Given problem: You are to retype all of the data exactly as it appears.

(Items from a data source)
========
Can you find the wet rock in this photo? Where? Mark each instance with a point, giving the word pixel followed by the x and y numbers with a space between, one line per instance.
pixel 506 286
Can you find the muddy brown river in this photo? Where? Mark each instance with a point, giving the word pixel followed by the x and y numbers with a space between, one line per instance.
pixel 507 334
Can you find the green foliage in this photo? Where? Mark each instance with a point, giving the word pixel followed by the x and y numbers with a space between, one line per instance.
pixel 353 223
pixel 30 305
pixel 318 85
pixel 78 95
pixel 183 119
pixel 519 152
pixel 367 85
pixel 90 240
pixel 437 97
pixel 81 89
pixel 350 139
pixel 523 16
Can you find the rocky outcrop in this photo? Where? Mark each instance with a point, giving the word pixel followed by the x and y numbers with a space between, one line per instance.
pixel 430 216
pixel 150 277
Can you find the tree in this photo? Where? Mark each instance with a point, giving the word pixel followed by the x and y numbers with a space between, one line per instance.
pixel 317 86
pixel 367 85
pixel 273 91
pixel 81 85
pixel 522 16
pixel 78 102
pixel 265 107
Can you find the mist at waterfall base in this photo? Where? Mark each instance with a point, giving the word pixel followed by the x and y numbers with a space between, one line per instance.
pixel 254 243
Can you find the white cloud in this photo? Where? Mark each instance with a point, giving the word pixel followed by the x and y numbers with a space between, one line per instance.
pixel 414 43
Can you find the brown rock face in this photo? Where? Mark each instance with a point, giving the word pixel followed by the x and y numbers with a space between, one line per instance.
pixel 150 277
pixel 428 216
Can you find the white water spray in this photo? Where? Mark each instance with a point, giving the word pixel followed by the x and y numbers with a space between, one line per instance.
========
The response:
Can you find the wet rock in this photo? Where? Mark each instance with a point, giving the word pixel followed by the x and y numbers with a space between, one line per instance.
pixel 506 286
Can you find the muddy brown river in this photo? Where? Mark each instance with a point, giving the word pixel followed by the x and y numbers with a space between, one line per instance.
pixel 507 334
Can you find the green foliage in this photo? Where? Mark each instance with a point, giving the word pixel followed by the x and y numbers with a space between, one line per instance.
pixel 353 223
pixel 30 305
pixel 318 85
pixel 78 95
pixel 183 119
pixel 519 152
pixel 367 85
pixel 90 240
pixel 437 97
pixel 81 89
pixel 350 139
pixel 523 16
Can you find the rocky outcrop in this photo? Where? Mark each instance with a point, giving the word pixel followed by the x and y numbers with a space between, one line per instance.
pixel 430 216
pixel 150 277
Can you find the tree in this photo? Where? Mark each instance with a point, giving the word pixel followed by the x and y numbers with a space between, one line per instance.
pixel 317 86
pixel 367 85
pixel 273 91
pixel 81 85
pixel 522 16
pixel 78 102
pixel 265 107
Can you find the mist at waterfall base in this photo? Where? Mark each instance with a point, giving the word pixel followed by the x and y numbers with a space between, one line per instance.
pixel 254 243
Can you find the white cloud in this photo? Where? Mark each instance with a point, giving the word pixel followed by the x and y numbers with a space between, one line per instance.
pixel 414 43
Can you find the brown rock face in this photo? Where? Mark each instance with a point, giving the word pixel followed by the x and y numbers with a space between, one line per instance.
pixel 150 277
pixel 428 216
Can you find the white water spray in this photo? Where? Mark each instance with a point, giving the word pixel followed by the x and y numbers with a space between, one line per instance.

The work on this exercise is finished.